## Begin EXCERPTED PASSAGE

# which braid.... ?!



## alexischristina (Jun 30, 2009)

Are braids specific to events?
What are the different braids?
Why do I suck so much? 
I can't braid to save my life, and it makes me sad, haha.

BASICALLY, this year I'm planning on attending a lot of local shows, some smaller and some bigger. Some hunter/jumper and schooling shows, what is the most acceptable? 
My pony is an appy, her mane isn't very long... so what would suit her best? Gah! It's so complicated, haha.


----------



## CecilliaB (Jan 21, 2010)

I suck at braiding to


----------



## MyBoyPuck (Mar 27, 2009)

A lot of schooling shows don't even require braiding. I attempted button braids for my eventing schooling show last year. I think they're probably the easiest braid to do.


----------



## alexischristina (Jun 30, 2009)

Yeah, I'm not really worried about the smaller shows, but a few of the "bigger" schooling shows are at proper showing barns and what have you, to prep you for the big ones, so I'd like to get all dressed up. 

I can do button braids.... sortof, lots of little mane bits stick up a lot, but I can work on that, aha. 
I tried a running braid... didn't go so well...


----------



## horsegirlmaddy (Dec 6, 2008)

I suck at braiding, too, don't worry. Thankfully, my best friend hates showing but is my equivalent of a "horse show mom"- she can do EVERYTHING when it comes to showing, and in exchange for her being my show-day angel, all I have to do is feed her and let her jump my horse (her horse is green and has no clue what jumping is yet, lol!). So braids are taken care of for me, but back when I had to braid my own horse (gasp!), if there were loose, flyaway hairs that came out of (or weren't put into properly) the braids, I would just hairspray the mane until everything looked a lot neater  heck, I still use a bit of hairspray to keep everythin in place!


----------



## Arksly (Mar 13, 2010)

I don't even attempt braiding lol. My horses neck is wayyy to long. We just roach it lol.


----------

## End EXCERPTED PASSAGE

(REQUEST A)
Answer these from the braiding thread:
(i) According to MyBoyPuck, what do a lot of schooling shows not even require?
(ii) What breed is alexischristina's pony?
(iii) What does Arksly do with the horse's mane instead of braiding it?
The braiding thread and the records have nothing to do with each other.

## Begin EXERCISE MATERIAL

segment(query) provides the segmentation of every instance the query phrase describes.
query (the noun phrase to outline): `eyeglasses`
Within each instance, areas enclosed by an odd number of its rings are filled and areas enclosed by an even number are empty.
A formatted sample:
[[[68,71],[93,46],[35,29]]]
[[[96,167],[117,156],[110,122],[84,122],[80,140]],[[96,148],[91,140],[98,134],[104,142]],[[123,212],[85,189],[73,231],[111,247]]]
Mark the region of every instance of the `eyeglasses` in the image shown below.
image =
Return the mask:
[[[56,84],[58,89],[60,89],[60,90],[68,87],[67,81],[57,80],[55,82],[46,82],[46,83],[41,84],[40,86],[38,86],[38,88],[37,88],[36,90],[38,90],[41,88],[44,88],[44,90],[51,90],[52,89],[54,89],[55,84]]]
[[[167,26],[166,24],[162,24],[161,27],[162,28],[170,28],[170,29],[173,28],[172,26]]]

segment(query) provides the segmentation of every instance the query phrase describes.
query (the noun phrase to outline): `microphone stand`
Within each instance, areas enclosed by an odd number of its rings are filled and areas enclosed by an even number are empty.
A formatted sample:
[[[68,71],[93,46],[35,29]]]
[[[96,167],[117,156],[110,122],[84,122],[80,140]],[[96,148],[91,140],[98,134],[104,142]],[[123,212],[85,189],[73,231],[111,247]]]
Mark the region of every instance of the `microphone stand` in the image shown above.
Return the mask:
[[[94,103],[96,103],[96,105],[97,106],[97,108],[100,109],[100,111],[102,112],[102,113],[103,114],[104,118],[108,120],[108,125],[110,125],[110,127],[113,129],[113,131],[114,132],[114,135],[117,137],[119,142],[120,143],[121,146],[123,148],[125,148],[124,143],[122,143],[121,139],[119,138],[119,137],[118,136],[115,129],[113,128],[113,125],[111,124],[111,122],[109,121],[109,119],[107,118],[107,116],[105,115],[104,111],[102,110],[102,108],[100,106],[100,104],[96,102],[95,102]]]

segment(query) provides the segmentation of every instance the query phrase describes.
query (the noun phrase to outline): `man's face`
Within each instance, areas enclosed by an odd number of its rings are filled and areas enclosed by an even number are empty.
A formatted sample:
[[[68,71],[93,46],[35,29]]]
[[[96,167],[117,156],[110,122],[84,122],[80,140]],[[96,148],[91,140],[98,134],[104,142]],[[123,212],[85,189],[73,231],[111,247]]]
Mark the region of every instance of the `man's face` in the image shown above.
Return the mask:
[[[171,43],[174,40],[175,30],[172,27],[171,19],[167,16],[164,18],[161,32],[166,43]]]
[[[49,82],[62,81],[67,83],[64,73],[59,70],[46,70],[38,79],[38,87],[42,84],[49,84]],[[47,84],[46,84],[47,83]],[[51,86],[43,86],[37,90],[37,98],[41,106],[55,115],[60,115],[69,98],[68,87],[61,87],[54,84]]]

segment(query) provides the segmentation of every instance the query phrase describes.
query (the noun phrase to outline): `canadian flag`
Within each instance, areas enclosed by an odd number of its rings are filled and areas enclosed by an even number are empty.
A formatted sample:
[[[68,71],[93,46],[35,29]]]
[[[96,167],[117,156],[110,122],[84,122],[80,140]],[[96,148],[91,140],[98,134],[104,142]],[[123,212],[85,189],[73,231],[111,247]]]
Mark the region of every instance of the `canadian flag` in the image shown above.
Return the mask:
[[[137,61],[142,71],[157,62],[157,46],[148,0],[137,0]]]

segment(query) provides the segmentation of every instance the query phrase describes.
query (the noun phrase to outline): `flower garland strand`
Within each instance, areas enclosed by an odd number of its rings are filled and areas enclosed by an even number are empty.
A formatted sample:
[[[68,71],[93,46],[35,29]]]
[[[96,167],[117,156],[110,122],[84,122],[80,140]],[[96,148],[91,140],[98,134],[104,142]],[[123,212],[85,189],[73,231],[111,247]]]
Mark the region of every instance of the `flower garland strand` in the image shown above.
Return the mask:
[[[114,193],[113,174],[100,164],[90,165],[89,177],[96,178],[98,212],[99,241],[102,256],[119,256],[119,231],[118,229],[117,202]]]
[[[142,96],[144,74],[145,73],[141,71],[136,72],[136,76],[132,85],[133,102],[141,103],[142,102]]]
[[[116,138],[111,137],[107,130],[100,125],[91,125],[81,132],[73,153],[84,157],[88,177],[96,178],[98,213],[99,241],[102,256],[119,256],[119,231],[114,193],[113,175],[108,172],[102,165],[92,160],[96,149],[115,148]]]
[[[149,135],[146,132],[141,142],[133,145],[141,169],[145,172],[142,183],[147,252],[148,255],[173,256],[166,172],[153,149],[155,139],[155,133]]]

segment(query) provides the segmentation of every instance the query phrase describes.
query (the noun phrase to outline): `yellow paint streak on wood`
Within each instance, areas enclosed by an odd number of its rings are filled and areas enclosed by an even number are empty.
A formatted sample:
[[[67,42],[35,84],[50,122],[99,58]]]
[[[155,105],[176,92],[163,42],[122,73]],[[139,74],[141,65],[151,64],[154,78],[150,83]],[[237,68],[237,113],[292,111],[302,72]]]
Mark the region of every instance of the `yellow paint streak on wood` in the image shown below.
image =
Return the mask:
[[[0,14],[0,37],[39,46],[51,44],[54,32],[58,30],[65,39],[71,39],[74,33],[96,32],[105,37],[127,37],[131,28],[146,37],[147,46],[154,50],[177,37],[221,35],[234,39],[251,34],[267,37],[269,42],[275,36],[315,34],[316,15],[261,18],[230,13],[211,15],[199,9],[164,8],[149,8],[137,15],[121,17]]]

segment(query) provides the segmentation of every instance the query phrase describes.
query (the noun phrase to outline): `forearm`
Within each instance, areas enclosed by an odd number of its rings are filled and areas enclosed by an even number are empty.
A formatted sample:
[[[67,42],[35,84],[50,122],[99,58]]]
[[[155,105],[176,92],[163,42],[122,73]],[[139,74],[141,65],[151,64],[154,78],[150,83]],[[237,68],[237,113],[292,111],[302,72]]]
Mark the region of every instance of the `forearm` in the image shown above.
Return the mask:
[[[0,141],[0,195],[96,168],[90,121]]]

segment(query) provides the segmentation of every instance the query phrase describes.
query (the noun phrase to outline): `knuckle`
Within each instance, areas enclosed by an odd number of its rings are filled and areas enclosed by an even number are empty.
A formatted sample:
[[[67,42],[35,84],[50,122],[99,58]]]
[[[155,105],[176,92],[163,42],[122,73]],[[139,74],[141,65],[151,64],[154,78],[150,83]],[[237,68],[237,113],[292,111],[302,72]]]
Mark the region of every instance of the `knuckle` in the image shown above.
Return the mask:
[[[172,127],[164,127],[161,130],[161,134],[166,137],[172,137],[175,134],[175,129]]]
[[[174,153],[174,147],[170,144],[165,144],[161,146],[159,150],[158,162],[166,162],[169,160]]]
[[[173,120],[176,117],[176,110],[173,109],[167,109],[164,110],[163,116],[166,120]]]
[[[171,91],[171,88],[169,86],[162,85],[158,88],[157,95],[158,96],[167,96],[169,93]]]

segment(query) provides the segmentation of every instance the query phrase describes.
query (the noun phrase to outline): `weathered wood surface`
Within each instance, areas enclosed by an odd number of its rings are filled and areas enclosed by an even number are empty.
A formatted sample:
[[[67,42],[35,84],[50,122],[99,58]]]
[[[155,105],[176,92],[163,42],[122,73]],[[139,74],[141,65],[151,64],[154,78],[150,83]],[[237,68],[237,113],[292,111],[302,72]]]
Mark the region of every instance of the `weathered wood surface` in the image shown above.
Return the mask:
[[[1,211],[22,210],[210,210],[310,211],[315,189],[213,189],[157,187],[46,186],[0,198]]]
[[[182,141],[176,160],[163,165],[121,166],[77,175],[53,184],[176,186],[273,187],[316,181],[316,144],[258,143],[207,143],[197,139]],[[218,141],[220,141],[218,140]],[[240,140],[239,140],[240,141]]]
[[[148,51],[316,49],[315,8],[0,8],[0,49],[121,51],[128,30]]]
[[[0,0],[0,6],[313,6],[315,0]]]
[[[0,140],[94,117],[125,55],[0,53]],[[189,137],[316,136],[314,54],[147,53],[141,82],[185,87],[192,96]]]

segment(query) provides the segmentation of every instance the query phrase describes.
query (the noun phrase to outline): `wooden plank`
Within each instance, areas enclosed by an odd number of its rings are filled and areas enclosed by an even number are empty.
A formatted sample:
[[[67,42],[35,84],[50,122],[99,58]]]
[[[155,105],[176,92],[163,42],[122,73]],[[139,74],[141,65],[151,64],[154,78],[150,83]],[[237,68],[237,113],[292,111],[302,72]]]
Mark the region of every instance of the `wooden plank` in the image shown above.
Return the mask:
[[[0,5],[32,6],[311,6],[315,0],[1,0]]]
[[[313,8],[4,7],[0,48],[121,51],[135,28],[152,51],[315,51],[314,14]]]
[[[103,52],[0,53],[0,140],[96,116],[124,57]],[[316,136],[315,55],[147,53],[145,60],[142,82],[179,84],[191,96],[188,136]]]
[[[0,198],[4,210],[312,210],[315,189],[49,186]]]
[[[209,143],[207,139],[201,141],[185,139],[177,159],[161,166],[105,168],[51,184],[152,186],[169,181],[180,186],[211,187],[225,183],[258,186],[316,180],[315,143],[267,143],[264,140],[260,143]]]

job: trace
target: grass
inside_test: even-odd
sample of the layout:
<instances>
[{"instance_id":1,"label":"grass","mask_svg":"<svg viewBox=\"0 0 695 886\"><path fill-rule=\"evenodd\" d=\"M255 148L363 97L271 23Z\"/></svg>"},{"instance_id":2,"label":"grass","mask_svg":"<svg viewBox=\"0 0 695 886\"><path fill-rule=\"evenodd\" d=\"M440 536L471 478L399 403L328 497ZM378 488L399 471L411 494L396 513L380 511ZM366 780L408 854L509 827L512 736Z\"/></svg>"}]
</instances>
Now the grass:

## End EXERCISE MATERIAL

(REQUEST B) Show every line of the records that contains the string "grass", matching case exactly.

(EXERCISE OUTPUT A)
(i) Braiding.
(ii) An appy.
(iii) They roach it.

(EXERCISE OUTPUT B)
target: grass
[{"instance_id":1,"label":"grass","mask_svg":"<svg viewBox=\"0 0 695 886\"><path fill-rule=\"evenodd\" d=\"M255 148L363 97L271 23Z\"/></svg>"},{"instance_id":2,"label":"grass","mask_svg":"<svg viewBox=\"0 0 695 886\"><path fill-rule=\"evenodd\" d=\"M440 536L471 478L399 403L328 497ZM378 488L399 471L411 494L396 513L380 511ZM366 780L408 854L509 827L512 736Z\"/></svg>"}]
Now the grass:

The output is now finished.